As the architect behind Polish progressive rock/metal quartet Riverside and his own more ambient and experimental venture, Lunatic Soul, Mariusz Duda repeatedly astounds as an exceptional creator and performer. In addition to demonstrating his dexterity as an incredible songwriter, musician, and singer, those projects also reveal his knack for fashioning programmed soundscapes that are as idiosyncratic as they are arresting. It’s precisely that side of his artistry that’s highlighted most on his latest undertaking, Lockdown Spaces. Composed and performed entirely by him, it feels fairly aligned with the most digital and abstract Lunatic Soul compositions; thus, it’s presents a sufficiently individualized new persona that also includes enough Duda emblems to be recognizable and beloved.
According to Duda, the “dark, minimalist, [and] claustrophobic” album was—as the title suggests—inspired by “life in quarantine.” He adds: “At the beginning of this year, I was convinced that I will be releasing only single ‘bright songs’ as Mariusz Duda. Now I know that, apart from [those] songs, I will also release ‘dark albums.’ [This one] came to my mind during recording sessions for the new Lunatic Soul. I decided that in order to intensify the ‘lockdown effect,’ I would play only electronic instruments here, with an addition of samples and voice. ” It was recorded at Serakos Studio in Warsaw earlier this month, with Magda and Robert Srzedniccy overseeing the process. Also, the cover was designed by another icon in the genre, Hajo Muller. Truth be told, Lockdown Spaces doesn't equal Duda’s past sequences—not that it’s supposed to—but it certainly captures enough of the ingenuity, honesty, and tunefulness of his most chilling and confessional side to be a worthwhile addition to his catalog.

+ + + + +

= Task list =
a – Answer these questions from the Lockdown Spaces review:
(i) What is the name of Duda's more ambient and experimental venture?
(ii) In which studio was the album recorded?
(iii) Who designed the cover?
b – Please output, word for word, the part of the Lockdown Spaces review that opens with the words containing "As the architect" and closes with "recognizable and beloved.".

[Entries taken from a collection]
+ + + + +

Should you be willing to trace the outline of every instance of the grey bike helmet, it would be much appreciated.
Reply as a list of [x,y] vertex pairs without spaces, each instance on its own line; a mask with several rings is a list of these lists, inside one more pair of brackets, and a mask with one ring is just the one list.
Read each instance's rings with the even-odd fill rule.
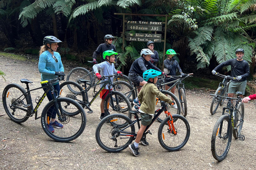
[[242,52],[243,54],[244,54],[244,50],[243,48],[238,48],[236,50],[236,54],[238,52]]
[[142,56],[142,54],[147,55],[153,55],[154,54],[149,49],[144,48],[144,49],[141,49],[141,51],[140,52],[140,56]]
[[152,41],[148,41],[148,42],[147,43],[147,46],[149,46],[150,45],[150,44],[154,44],[154,42]]
[[52,44],[52,43],[58,43],[58,42],[62,42],[61,40],[59,39],[56,38],[54,36],[46,36],[44,38],[43,43],[44,45],[46,45],[46,44],[49,44],[50,45]]

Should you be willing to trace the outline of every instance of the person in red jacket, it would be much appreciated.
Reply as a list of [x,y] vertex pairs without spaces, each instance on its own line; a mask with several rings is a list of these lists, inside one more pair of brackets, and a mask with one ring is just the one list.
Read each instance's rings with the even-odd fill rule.
[[248,101],[251,100],[255,100],[255,99],[256,99],[256,94],[251,95],[250,95],[248,97],[246,97],[244,98],[243,99],[243,100],[242,100],[242,102],[248,103]]

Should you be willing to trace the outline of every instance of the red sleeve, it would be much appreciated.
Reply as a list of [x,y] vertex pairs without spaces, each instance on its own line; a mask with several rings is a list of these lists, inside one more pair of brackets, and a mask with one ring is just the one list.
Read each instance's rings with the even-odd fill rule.
[[256,99],[256,94],[250,95],[249,97],[251,100]]

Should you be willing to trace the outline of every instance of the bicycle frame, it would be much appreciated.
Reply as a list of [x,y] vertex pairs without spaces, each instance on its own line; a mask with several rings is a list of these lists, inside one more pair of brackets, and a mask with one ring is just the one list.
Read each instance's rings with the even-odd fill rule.
[[[148,133],[149,133],[149,134],[151,134],[150,131],[149,130],[148,130],[148,129],[151,126],[151,125],[154,123],[154,122],[155,122],[155,121],[156,120],[157,117],[158,117],[158,116],[160,115],[160,114],[163,112],[164,112],[164,113],[167,114],[168,116],[170,117],[170,121],[168,121],[168,125],[169,126],[169,129],[173,131],[173,133],[174,134],[177,134],[177,132],[175,131],[175,128],[174,128],[174,125],[173,125],[173,119],[172,118],[172,115],[171,114],[171,113],[170,112],[168,112],[168,111],[167,110],[166,105],[165,105],[165,103],[164,103],[164,101],[161,101],[161,105],[162,105],[161,107],[160,107],[159,108],[158,108],[158,109],[157,109],[155,111],[155,113],[157,113],[157,114],[153,117],[153,118],[152,119],[152,121],[151,122],[150,124],[149,124],[147,126],[147,128],[146,128],[145,131],[144,131],[142,136],[145,136],[145,135],[146,135]],[[135,115],[135,117],[136,117],[136,120],[135,121],[134,121],[132,124],[131,124],[130,125],[129,125],[127,127],[119,130],[119,132],[123,133],[123,134],[120,133],[119,134],[120,135],[133,137],[134,139],[135,139],[136,136],[137,135],[137,133],[135,133],[134,134],[131,134],[129,133],[129,132],[126,132],[124,131],[125,129],[126,129],[127,128],[128,128],[129,127],[133,125],[136,123],[137,123],[137,124],[138,124],[139,129],[140,128],[140,124],[139,122],[140,122],[140,121],[141,120],[141,118],[139,118],[139,116],[138,116],[138,114],[137,114],[138,112],[139,112],[139,111],[134,111],[134,112],[132,111],[131,112],[131,113]],[[111,123],[111,121],[114,121],[114,120],[110,121],[110,123]]]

+ + + + +

= Task-by-task outputs =
a –
(i) Lunatic Soul
(ii) Serakos Studio in Warsaw
(iii) Hajo Muller

b –
As the architect behind Polish progressive rock/metal quartet Riverside and his own more ambient and experimental venture, Lunatic Soul, Mariusz Duda repeatedly astounds as an exceptional creator and performer. In addition to demonstrating his dexterity as an incredible songwriter, musician, and singer, those projects also reveal his knack for fashioning programmed soundscapes that are as idiosyncratic as they are arresting. It’s precisely that side of his artistry that’s highlighted most on his latest undertaking, Lockdown Spaces. Composed and performed entirely by him, it feels fairly aligned with the most digital and abstract Lunatic Soul compositions; thus, it’s presents a sufficiently individualized new persona that also includes enough Duda emblems to be recognizable and beloved.